* **EXERCISE PROMPT**: Your task is to write out the lines from the line containing "Reviewer note: confirm that each instance of the stone ledge" through the last line of the material, exactly.

* **DATA PROVIDED**:
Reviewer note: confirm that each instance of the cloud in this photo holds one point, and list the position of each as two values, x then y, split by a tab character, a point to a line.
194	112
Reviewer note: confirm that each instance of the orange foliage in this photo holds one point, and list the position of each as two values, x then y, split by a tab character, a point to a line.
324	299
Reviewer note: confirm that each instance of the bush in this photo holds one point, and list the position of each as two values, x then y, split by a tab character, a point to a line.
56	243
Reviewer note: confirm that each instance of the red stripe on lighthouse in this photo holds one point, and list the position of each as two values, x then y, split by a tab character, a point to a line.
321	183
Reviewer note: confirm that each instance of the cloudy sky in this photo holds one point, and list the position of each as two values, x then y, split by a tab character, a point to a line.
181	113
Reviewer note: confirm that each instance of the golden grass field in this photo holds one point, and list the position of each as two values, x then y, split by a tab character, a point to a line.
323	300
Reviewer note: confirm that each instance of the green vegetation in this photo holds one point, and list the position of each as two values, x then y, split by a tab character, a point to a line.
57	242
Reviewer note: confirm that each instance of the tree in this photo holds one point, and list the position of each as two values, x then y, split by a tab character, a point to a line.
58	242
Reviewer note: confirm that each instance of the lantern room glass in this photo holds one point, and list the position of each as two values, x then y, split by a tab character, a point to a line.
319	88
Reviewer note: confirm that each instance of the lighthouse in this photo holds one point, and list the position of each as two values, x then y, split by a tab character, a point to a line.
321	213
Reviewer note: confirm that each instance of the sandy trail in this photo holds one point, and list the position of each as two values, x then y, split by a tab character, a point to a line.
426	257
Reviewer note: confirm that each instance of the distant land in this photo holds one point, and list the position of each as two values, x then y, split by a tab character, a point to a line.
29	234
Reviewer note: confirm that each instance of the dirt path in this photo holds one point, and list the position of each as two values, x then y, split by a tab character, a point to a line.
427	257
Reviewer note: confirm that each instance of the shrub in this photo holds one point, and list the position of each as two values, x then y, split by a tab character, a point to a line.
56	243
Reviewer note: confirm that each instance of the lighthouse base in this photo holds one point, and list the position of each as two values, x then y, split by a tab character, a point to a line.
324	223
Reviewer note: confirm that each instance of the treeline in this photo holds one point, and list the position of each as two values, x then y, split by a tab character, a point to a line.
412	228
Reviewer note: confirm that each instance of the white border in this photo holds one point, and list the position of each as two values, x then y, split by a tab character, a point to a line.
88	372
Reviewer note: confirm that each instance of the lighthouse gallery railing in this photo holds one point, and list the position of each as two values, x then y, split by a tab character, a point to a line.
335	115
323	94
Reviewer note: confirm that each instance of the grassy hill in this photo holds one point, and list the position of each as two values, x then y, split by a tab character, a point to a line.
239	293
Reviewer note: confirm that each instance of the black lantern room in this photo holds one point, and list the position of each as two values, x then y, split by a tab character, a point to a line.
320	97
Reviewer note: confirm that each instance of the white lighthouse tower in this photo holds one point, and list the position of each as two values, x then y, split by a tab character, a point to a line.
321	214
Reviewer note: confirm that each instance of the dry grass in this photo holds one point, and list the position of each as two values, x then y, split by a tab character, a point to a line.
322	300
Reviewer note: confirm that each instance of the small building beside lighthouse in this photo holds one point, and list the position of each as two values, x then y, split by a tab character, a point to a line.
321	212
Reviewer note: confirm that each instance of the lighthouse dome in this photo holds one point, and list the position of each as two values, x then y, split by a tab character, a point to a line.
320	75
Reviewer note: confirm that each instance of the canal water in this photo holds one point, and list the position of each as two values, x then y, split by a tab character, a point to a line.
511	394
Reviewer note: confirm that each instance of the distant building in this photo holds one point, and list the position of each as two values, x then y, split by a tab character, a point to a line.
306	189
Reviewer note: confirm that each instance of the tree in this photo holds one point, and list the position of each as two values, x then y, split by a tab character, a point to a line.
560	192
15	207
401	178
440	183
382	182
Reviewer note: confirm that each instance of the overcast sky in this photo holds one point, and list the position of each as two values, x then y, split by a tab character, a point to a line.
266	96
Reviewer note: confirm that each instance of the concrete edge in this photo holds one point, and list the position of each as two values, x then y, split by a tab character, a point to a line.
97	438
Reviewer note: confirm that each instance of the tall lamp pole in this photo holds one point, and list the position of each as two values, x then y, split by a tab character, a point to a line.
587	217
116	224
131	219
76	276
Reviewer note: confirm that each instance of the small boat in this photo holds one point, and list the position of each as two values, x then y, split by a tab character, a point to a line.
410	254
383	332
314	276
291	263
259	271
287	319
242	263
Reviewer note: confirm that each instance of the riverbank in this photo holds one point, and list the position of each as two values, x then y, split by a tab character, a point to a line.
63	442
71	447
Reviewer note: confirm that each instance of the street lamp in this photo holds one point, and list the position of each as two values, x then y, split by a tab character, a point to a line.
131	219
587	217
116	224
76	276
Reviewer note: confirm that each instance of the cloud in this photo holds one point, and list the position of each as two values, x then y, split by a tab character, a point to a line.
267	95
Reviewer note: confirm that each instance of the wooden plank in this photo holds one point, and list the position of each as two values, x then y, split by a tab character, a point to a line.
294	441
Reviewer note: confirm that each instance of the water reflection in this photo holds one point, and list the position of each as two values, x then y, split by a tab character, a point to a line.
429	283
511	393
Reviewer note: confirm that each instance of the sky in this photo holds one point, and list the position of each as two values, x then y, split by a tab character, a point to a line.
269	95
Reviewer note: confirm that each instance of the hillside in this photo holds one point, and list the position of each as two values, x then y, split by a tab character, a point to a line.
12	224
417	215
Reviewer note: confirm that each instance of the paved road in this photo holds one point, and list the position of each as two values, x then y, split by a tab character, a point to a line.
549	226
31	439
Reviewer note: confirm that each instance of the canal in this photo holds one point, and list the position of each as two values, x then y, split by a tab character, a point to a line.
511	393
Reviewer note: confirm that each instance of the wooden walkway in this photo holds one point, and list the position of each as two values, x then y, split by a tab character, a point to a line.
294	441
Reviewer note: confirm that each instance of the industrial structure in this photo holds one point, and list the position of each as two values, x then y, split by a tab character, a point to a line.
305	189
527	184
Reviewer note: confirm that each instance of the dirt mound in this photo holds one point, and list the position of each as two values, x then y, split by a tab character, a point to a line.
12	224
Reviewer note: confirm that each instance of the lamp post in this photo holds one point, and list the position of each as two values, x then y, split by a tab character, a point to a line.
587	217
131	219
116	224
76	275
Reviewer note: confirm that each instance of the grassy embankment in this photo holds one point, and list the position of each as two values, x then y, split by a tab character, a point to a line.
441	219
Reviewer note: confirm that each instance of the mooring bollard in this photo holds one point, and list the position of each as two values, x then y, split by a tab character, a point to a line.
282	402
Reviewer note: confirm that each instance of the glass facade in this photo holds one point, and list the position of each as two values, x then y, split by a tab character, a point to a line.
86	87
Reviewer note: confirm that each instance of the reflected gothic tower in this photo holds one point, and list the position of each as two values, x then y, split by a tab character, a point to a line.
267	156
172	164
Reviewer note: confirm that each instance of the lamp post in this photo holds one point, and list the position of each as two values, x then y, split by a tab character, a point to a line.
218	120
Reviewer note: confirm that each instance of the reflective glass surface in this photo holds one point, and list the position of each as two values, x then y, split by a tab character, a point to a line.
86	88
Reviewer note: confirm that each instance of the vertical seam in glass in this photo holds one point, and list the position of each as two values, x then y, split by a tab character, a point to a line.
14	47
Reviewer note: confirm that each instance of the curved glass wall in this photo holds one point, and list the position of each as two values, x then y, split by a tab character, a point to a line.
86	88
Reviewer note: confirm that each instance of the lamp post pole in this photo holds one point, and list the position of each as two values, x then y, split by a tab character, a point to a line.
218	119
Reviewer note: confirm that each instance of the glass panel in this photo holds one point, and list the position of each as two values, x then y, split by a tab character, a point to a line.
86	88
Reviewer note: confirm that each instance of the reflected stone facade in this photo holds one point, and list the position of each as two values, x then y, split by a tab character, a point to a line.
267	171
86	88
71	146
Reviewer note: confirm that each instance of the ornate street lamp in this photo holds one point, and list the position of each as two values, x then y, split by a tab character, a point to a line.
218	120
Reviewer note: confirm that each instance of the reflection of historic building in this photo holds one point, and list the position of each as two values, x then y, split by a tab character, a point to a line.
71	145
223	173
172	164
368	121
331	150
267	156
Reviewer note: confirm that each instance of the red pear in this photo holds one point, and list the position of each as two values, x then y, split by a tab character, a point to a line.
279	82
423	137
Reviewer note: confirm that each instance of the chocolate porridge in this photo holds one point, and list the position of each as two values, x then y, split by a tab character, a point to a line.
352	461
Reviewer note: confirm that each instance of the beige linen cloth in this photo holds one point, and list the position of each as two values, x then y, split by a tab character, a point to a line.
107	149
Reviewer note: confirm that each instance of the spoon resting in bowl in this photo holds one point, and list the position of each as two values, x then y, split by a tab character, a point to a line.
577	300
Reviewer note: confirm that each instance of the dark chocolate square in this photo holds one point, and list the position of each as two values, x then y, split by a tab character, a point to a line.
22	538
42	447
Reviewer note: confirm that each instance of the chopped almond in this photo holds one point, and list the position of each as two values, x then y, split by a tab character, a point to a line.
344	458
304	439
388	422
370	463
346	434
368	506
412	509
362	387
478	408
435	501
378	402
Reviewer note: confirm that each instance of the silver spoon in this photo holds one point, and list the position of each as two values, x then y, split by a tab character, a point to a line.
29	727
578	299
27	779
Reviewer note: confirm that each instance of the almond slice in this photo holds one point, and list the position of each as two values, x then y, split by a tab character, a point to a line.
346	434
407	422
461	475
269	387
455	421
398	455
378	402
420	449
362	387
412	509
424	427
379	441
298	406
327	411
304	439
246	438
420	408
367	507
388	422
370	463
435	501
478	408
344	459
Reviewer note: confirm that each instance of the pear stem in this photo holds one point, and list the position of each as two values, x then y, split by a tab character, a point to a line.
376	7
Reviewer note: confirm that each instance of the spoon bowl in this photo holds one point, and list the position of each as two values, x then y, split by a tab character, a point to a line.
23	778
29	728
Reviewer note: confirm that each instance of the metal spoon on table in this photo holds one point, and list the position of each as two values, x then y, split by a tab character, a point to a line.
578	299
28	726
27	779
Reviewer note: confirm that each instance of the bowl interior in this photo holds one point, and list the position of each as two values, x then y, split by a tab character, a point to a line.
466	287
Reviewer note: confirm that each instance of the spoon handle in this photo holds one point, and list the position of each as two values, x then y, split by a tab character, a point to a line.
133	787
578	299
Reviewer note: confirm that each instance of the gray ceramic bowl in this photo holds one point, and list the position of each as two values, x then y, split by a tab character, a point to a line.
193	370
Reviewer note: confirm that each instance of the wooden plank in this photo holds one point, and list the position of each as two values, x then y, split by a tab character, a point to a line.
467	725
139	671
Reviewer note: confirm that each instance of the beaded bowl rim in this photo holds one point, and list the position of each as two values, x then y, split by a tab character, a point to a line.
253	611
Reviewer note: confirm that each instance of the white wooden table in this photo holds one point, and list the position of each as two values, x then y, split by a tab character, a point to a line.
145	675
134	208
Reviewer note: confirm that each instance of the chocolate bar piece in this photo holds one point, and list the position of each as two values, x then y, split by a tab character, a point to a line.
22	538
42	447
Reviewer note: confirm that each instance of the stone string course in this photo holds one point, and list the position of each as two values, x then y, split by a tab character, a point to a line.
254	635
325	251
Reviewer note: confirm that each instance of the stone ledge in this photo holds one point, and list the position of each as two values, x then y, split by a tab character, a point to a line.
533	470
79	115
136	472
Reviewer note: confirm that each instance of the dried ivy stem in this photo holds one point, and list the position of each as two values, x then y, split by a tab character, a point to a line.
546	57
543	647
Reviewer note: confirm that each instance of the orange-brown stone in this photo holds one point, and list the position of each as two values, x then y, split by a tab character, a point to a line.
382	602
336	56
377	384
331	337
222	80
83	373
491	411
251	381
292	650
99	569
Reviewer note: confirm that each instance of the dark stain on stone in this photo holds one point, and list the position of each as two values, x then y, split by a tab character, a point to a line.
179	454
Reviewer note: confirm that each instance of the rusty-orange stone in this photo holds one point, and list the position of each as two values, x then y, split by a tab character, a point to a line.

* **OUTPUT OF THE EXERCISE**:
Reviewer note: confirm that each instance of the stone ledge in this photo holds one point, and list the position of each as two values, x then y, split by a tab character, a point to a line.
533	470
79	115
136	472
Reviewer note: confirm that each instance of the dried ivy stem in this photo holds one point, and list the position of each as two values, x then y, split by a tab character, a point to a line.
546	57
543	647
Reviewer note: confirm that each instance of the orange-brown stone in this photo holds one point, and list the position of each as two values, x then y, split by a tab character, a point to a line.
382	602
336	56
377	384
331	337
222	80
83	373
491	411
251	381
292	650
99	569
Reviewer note: confirm that each instance of the dark stain on stone in this photo holds one point, and list the position of each as two values, x then y, split by a tab character, a point to a line.
179	454
Reviewer note: confirm that each instance of the rusty-orange stone in this photo holds one point, and list the position of each as two values, x then y, split by a tab character, a point to a line.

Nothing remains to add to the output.